To do:
1. According to the sermon excerpt, why did Jesus rise again on the third day?
2. Copy out everything in the sermon excerpt from "And so just" down to "the coming one.", swapping "Jesus" for "Christ".

Excerpt to read:

Start

And so just know, God is with you. Because of Christmas, I can say without a doubt, He is with you in your hardest times, in your lowest times, in your sickest times, in your loneliest times. God, the creator of the heavens and the earth, is with you. And despite all that pain, temptation, persecution, Jesus never sins.

Jesus never failed. When He was hung up on the cross, He forgave those who were crucifying Him. He received the punishment of your and I’s sins. He received it all entirely for those who believe. And offers forgiveness. And he rose again on the third day to show he really is the Christ, the Messiah, the coming one.

He really has saved us from our sin. He has defeated death itself. This is real. That tomb is empty. There is no other story that gives hope like this story. And I want you to see how Matthew ends. Remember, he’s beginning this major theme is that God is with us, Emmanuel. Now Jesus has died, rose again. He’s with his disciples for a short period of time before ascending to the right hand of the Father.

And look at verse 18 through 20 with me in Matthew 28. Jesus came near and said to them, all authority has been given to me in heaven and on earth. Go therefore and make disciples of all nations, baptizing them in the name of the Father and of the Son and of the Holy Spirit. Teaching them to observe everything I’ve command you and remember.

Look at this last line. Matthew is a brilliant writer. I am with you always to the end of the age.  How does Matthew start? God is with us. He came down. How does Matthew end? God is with you. Forever. For those who are willing to receive him. What a beautiful message. God keeps his word. And because he conquered.

Sin, Satan, and death. The grave itself. We know He is with us. He is right now seated at the right hand of the Father. He is praying for us. He’s never going to leave us nor forsake us. The scripture says when we pray, He is there. We’re about to sing Silent Night together. The scripture says when we sing to Him, guess what?

End

Items:
Start

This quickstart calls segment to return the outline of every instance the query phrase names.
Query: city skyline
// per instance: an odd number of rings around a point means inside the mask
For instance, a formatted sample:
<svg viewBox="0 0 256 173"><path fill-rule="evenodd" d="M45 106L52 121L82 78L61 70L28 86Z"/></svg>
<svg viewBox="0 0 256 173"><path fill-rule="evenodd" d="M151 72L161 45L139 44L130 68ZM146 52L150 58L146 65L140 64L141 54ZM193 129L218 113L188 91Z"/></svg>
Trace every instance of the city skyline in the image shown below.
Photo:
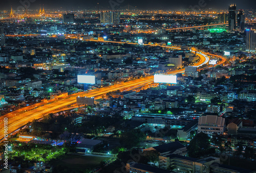
<svg viewBox="0 0 256 173"><path fill-rule="evenodd" d="M39 9L40 5L45 5L46 9L57 9L62 10L77 10L83 9L97 10L98 8L97 3L99 3L100 10L118 10L123 9L124 8L128 8L129 6L131 9L138 9L139 10L156 9L156 10L174 10L174 9L226 9L227 7L230 4L236 3L238 9L250 9L256 8L256 3L252 0L245 0L243 2L236 1L225 1L223 2L221 0L185 0L181 2L169 1L166 0L160 0L157 3L153 1L121 1L117 2L115 0L109 1L98 1L98 2L82 1L74 0L72 2L70 1L54 1L50 0L39 1L37 0L33 2L27 1L9 1L7 2L0 2L0 10L9 10L12 6L14 10L18 8L19 6L26 6L27 5L28 9L36 10Z"/></svg>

End

Solved tasks:
1. He rose again on the third day to show that he really is the Christ, the Messiah, the coming one.

2.
And so just know, God is with you. Because of Christmas, I can say without a doubt, He is with you in your hardest times, in your lowest times, in your sickest times, in your loneliest times. God, the creator of the heavens and the earth, is with you. And despite all that pain, temptation, persecution, Christ never sins.

Christ never failed. When He was hung up on the cross, He forgave those who were crucifying Him. He received the punishment of your and I’s sins. He received it all entirely for those who believe. And offers forgiveness. And he rose again on the third day to show he really is the Christ, the Messiah, the coming one.